[Отрывок для чтения]
Шахов указывает, что в религиозном знании содержатся догматы(в скобках придется заметить, что словом «догмат» он называет едва ли не любое религиозное утверждение) разных уровней — как принципиально не опровержимые, не фальсифицируемые (сюда относятся исключительно элементы учения непосредственно о Боге и о сверхъестественном), так и потенциально опровержимые (описывающие соприкосновение сверхъестественного и посюстороннего мира. К ним Шахов относит, например, учение о сотворении человека Богом, потенциально опровергаемое, на его взгляд, окончательным научным доказательством гипотезы о происхождении человека от обезьяны).
К тому же, констатирует автор, полного «адогматизма» и отсутствия «неприкасаемых» для критики положений нет не только в религии. Нет их и в науке, и ученый, дерзнувший, скажем, предложить новую модель вечного двигателя, рискует подвергнуться остракизму не менее строгому, нежели современный теолог-модернист в церкви. Что же говорить о том своего рода догматическом статусе, на который в мире науки претендует «методологический атеизм», «запрещающий» само допущение божественного вмешательства и по сей день остающийся, по выражению Шахова, абсолютно нефальсифицируемой, принципиально неопровержимой верой!
В числе же существенных различий между наукой и религией Шахов называет методологические процедуры, обеспечивающие общее приятия того или иного знания в качестве истинного. Так, если наука стремится свести к минимуму число принимаемых на веру предпосылок, то теология содержание своего «кредо» расширяет и вводит в него вещи, самоочевидными не кажущиеся. За счет этого, считает Шахов, теология рисует более богатую и содержательную картину мироздания. И пусть, с точки зрения критического разума, такая картина более гипотетична, зато она может адекватно описывать реальность во всей ее полноте, чего не способна сделать обезбоженная, нерелигиозная наука.
Итак, констатирует автор, в науке и религии обнаруживаются известные черты сходства, и строгого критерия, согласно которому «более обоснованное» научное знание жестко и однозначно отделялось бы от «менее обоснованного» религиозного, не существует. И все-таки мы способны более-менее удовлетворительно отличать эти области знания друг от друга, т. е. граница между ними, разумеется, есть, но она неявна. Надо заметить, что Шахов специально оговаривает: он вовсе не собирается эту границу стирать, в его намерения никак не входит расшатывать ту «ограду», которую возвела вокруг себя классическая наука, несомненно, обладающая набором особенностей, которые отграничивают ее от иных форм знания. Стало бы катастрофой, — пишет Шахов, — разрушение границы между научным знанием и так называемой паранаукой, псевдонаукой, равно как и религиозным знанием. Автор вполне отдает себе отчет в том, что оборотная сторона подобного стирания границ — опасность релятивизации всякого знания. Релятивизм же, настаивающий на плюрализме истин, принижает научное знание, лишает его статуса объективного и в соответствии с духом постмодернизма не признает за суждениями науки свойство соответствовать реальным объектам.

[Приведённый перечень]
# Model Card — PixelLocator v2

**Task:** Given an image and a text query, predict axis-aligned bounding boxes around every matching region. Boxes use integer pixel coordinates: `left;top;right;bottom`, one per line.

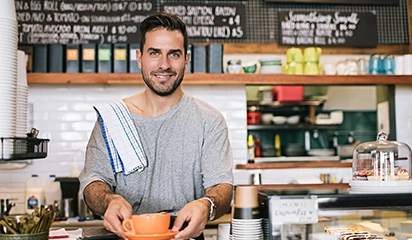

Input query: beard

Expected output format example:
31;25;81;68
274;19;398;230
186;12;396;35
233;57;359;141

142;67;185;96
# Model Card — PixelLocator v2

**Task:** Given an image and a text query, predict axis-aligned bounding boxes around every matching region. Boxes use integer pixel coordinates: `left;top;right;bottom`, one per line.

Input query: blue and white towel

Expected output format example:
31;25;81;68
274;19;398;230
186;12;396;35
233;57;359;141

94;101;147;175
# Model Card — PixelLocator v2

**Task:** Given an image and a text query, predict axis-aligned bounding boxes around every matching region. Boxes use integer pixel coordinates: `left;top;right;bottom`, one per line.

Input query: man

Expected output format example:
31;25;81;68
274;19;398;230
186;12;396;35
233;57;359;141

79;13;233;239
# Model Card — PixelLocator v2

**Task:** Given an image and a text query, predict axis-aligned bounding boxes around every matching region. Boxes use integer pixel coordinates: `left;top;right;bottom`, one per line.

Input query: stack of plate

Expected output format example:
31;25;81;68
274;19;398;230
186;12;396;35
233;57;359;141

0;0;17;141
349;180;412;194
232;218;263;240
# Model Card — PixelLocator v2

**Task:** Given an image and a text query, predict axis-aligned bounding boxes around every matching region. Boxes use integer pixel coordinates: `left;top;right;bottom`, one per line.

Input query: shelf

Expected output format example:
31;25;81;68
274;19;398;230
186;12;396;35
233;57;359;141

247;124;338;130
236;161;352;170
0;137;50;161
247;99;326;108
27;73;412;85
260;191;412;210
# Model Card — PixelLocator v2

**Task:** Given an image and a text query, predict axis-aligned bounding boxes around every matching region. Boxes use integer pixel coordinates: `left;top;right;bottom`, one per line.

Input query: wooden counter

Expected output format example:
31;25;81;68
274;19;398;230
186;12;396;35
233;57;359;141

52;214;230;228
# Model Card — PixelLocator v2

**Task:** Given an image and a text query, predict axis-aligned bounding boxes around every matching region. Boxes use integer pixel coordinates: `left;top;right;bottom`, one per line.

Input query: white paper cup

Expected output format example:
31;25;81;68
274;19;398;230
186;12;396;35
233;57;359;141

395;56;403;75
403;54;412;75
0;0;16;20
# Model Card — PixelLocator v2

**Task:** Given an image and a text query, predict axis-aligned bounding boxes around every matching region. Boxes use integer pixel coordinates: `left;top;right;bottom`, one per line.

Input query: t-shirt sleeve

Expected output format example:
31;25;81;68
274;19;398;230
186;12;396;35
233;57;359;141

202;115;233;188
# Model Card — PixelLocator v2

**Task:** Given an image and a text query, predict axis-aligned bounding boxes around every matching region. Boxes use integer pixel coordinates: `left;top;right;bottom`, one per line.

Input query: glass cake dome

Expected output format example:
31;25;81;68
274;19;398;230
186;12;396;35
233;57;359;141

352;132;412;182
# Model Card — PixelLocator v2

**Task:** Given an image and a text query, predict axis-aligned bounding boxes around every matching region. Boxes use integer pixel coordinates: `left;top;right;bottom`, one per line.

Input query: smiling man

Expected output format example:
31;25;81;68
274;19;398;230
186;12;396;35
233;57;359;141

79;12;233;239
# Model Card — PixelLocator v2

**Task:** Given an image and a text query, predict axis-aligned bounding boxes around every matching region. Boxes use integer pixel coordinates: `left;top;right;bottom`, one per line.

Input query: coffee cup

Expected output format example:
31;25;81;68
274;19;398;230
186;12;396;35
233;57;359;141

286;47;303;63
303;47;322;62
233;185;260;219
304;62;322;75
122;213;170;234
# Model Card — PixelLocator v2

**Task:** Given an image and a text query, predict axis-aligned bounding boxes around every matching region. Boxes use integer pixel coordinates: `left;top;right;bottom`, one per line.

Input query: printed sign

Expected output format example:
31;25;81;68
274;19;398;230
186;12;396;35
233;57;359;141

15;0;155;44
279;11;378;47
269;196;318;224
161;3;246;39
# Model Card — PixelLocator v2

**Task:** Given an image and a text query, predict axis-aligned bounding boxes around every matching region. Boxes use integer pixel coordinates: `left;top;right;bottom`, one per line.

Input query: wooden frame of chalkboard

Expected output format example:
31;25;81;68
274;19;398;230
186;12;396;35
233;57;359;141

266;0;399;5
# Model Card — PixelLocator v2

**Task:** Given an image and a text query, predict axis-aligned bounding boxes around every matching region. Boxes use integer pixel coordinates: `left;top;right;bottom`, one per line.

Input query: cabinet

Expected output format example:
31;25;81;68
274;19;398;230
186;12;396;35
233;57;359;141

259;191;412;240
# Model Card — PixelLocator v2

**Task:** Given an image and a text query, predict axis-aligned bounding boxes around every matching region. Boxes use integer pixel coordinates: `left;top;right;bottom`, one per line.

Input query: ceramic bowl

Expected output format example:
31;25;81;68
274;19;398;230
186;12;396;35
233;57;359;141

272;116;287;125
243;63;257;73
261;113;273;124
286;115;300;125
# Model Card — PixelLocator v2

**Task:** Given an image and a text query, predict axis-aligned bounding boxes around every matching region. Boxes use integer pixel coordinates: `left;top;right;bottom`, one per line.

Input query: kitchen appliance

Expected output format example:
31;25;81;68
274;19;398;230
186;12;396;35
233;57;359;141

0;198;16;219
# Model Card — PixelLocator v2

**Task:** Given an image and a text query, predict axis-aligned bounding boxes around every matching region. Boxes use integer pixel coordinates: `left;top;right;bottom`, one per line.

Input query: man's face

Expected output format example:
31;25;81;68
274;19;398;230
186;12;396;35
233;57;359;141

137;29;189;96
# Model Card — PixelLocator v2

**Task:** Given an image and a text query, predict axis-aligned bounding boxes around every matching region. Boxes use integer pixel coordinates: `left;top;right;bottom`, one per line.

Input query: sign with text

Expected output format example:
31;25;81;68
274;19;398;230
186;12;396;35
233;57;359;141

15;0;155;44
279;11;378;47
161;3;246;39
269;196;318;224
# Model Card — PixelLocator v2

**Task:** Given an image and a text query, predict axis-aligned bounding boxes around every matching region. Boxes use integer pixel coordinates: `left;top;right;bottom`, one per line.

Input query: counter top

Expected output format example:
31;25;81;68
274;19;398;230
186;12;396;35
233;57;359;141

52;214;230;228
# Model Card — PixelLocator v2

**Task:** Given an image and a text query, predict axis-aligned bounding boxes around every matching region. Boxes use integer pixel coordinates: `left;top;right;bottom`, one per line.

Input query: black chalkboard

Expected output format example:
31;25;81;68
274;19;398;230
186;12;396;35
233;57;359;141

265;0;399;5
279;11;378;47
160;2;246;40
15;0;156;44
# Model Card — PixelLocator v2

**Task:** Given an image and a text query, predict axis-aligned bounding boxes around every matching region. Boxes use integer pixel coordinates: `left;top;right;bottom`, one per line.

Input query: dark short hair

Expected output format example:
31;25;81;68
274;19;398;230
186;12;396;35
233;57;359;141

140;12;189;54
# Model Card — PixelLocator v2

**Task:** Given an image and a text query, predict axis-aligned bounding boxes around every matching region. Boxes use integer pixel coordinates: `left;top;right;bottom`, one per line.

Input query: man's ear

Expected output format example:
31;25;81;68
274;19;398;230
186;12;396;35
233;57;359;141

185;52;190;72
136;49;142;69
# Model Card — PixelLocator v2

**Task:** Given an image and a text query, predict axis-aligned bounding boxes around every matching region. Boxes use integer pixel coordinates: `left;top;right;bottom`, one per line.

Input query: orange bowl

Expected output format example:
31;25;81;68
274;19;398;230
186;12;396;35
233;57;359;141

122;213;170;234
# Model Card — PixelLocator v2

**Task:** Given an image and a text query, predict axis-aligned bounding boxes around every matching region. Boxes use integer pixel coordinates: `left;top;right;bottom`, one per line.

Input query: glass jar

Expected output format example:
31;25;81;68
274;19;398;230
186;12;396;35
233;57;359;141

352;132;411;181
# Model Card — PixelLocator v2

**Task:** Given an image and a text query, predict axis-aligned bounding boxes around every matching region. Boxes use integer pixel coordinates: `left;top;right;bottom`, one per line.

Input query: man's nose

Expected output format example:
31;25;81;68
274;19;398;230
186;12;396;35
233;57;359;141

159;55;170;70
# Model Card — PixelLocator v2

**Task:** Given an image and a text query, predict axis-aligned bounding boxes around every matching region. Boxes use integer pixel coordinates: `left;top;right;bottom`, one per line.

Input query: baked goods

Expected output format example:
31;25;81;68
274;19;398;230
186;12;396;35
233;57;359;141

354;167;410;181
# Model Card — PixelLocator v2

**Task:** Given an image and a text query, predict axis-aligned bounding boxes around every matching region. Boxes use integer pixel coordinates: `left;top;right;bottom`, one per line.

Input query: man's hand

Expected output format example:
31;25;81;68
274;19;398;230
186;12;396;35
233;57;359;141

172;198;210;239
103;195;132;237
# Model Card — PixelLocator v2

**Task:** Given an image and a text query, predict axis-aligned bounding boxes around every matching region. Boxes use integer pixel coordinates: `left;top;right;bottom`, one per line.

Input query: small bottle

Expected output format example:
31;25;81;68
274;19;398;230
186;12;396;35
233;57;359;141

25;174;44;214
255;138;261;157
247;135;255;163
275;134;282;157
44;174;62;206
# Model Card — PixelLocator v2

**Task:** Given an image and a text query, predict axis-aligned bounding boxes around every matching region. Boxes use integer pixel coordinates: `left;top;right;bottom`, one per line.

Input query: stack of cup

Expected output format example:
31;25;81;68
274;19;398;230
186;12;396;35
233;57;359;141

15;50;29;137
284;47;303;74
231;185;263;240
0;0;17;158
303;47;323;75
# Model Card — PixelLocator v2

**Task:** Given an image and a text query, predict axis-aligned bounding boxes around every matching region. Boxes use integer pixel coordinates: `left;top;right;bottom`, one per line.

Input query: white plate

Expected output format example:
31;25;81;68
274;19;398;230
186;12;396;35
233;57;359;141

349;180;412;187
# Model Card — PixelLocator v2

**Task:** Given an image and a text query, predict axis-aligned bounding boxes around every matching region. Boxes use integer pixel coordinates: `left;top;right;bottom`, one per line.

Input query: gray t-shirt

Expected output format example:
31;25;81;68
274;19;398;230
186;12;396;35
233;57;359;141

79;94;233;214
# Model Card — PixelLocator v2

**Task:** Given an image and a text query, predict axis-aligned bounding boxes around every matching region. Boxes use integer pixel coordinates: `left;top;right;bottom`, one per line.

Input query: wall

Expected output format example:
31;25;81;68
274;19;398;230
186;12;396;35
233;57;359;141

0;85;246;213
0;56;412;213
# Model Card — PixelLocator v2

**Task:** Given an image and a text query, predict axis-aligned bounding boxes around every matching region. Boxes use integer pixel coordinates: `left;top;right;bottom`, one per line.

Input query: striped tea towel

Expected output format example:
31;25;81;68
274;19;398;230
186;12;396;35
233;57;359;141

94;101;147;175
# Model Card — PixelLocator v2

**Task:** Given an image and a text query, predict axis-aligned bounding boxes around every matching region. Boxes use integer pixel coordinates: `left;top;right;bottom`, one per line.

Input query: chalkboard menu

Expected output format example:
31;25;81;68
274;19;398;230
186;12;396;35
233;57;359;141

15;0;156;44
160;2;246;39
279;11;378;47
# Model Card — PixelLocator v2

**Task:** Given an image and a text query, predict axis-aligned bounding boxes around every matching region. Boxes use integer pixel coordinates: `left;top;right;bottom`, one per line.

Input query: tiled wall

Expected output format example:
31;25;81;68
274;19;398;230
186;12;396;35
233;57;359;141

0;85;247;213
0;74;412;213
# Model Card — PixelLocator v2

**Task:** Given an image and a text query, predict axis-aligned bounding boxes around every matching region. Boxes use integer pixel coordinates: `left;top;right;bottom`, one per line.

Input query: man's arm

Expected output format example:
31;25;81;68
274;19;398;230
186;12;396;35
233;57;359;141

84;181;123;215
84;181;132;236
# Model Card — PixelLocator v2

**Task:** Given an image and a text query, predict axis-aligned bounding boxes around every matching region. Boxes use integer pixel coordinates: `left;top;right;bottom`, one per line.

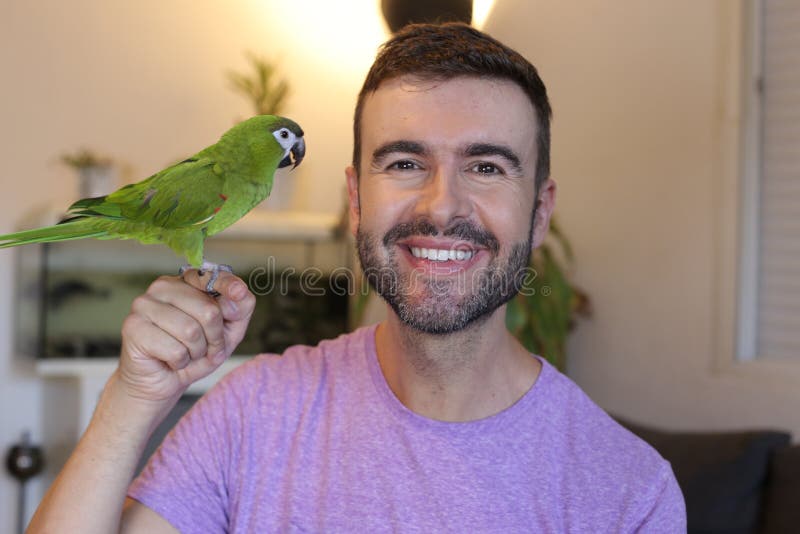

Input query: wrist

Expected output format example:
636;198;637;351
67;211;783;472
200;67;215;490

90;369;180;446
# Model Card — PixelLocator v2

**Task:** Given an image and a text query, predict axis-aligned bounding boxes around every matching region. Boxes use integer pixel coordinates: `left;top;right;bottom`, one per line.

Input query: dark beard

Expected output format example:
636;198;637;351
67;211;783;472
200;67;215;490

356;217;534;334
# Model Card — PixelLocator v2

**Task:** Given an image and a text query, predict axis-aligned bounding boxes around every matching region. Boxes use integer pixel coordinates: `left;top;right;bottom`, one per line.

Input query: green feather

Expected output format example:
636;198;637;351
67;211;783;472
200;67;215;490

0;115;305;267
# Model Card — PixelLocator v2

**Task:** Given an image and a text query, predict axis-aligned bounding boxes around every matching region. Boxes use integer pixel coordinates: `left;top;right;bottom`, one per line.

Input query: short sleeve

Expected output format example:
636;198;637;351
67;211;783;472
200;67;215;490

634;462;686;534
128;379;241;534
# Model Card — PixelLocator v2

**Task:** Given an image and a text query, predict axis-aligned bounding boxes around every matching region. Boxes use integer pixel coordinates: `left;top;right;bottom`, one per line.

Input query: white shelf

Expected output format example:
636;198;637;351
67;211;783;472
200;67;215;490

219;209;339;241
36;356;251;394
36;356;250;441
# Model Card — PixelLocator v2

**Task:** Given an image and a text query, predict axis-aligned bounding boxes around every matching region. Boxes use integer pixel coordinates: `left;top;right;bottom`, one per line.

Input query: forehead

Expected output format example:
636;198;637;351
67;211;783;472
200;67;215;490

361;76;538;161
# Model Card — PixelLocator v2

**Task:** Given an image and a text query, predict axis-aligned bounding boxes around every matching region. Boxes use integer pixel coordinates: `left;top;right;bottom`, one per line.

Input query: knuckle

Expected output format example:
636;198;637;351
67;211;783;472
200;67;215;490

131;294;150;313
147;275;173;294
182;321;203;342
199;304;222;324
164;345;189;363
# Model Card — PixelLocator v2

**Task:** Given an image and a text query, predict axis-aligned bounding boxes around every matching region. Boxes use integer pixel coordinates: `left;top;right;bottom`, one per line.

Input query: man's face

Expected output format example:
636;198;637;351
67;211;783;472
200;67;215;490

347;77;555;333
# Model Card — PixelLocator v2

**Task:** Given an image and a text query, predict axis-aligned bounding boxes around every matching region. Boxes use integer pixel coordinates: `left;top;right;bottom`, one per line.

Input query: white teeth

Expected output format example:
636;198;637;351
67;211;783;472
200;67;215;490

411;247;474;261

[Что нужно сделать]
- 1) Перепишите из отрывка о науке и религии фрагмент, начиная с «В числе же существенных» и заканчивая «обезбоженная, нерелигиозная наука.».
- 2) Ответьте на вопросы по отрывку о науке и религии.
(a) Какое учение Шахов приводит как пример потенциально опровержимого догмата?
(b) С кем автор сравнивает ученого, предложившего новую модель вечного двигателя, по строгости грозящего ему остракизма?
(c) Что, по словам Шахова, стало бы катастрофой?

[Ответы к упражнению]
- 1)
В числе же существенных различий между наукой и религией Шахов называет методологические процедуры, обеспечивающие общее приятия того или иного знания в качестве истинного. Так, если наука стремится свести к минимуму число принимаемых на веру предпосылок, то теология содержание своего «кредо» расширяет и вводит в него вещи, самоочевидными не кажущиеся. За счет этого, считает Шахов, теология рисует более богатую и содержательную картину мироздания. И пусть, с точки зрения критического разума, такая картина более гипотетична, зато она может адекватно описывать реальность во всей ее полноте, чего не способна сделать обезбоженная, нерелигиозная наука.

- 2)
(a) Учение о сотворении человека Богом.
(b) С современным теологом-модернистом в церкви.
(c) Разрушение границы между научным знанием и так называемой паранаукой, псевдонаукой, равно как и религиозным знанием.